> Exercise prompt
Reproduce the data below in full, switching every occurrence of "Target" to "Object" and leaving all other text unchanged.

>> BEGIN

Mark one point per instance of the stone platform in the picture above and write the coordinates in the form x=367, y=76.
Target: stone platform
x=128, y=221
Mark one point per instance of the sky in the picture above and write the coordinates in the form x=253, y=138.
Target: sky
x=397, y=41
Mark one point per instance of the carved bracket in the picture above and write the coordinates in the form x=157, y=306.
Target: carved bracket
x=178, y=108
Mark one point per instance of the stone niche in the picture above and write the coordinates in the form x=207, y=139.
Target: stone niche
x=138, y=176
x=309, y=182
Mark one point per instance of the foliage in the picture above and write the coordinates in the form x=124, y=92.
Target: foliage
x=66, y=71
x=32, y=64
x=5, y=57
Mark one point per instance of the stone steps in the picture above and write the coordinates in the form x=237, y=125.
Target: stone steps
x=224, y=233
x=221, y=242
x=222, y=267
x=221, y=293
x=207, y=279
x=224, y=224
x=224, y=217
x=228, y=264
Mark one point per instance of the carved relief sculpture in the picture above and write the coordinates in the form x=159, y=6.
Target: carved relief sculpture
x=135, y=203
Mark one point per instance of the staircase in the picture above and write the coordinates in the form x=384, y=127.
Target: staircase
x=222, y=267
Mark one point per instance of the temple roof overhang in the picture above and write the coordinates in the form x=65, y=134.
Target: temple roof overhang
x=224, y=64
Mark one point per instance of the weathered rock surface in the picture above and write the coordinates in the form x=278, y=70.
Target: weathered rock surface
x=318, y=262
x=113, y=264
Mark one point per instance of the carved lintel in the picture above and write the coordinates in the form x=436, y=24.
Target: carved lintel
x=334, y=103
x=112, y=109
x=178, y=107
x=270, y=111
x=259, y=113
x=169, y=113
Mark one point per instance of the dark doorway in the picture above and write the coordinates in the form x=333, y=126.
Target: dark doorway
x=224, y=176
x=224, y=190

>> END

> Task solution
Mark one point per instance of the stone platform in the picture above and write the coordinates in the form x=367, y=76.
Object: stone platform
x=128, y=221
Mark one point per instance of the sky in the picture above and write the coordinates in the form x=253, y=138.
Object: sky
x=397, y=41
Mark one point per instance of the carved bracket in the picture above and write the coordinates in the form x=157, y=306.
Object: carved bracket
x=178, y=108
Mark one point per instance of the stone niche in the picture above and write the coordinates in the form x=207, y=139.
Object: stone niche
x=138, y=176
x=309, y=182
Mark one point per instance of the foliage in the picture above and write the coordinates in the form x=124, y=92.
Object: foliage
x=66, y=71
x=32, y=64
x=5, y=57
Mark one point per instance of the stone steps in the picture above and write the coordinates in the form x=237, y=125.
Object: stone steps
x=224, y=233
x=221, y=242
x=222, y=267
x=221, y=293
x=207, y=279
x=224, y=224
x=224, y=217
x=228, y=264
Mark one point per instance of the carved relief sculpture in the picture above and write the coordinates in the form x=159, y=6.
Object: carved relief sculpture
x=135, y=203
Mark one point per instance of the staircase in the picture above and write the coordinates in the form x=384, y=127.
Object: staircase
x=222, y=267
Mark one point per instance of the temple roof overhang in the picture above and write the coordinates in the form x=65, y=134.
Object: temple roof overhang
x=224, y=64
Mark one point per instance of the weathered rock surface in the picture above and write the coordinates in the form x=278, y=70.
Object: weathered rock surface
x=318, y=262
x=113, y=264
Mark one point per instance of the carved lintel in the picture above and write the coordinates in the form x=436, y=24.
Object: carved lintel
x=334, y=103
x=112, y=109
x=178, y=107
x=270, y=111
x=259, y=113
x=169, y=113
Mark one point per instance of the dark doorway in the picture above and write the coordinates in the form x=333, y=126.
Object: dark doorway
x=224, y=176
x=224, y=190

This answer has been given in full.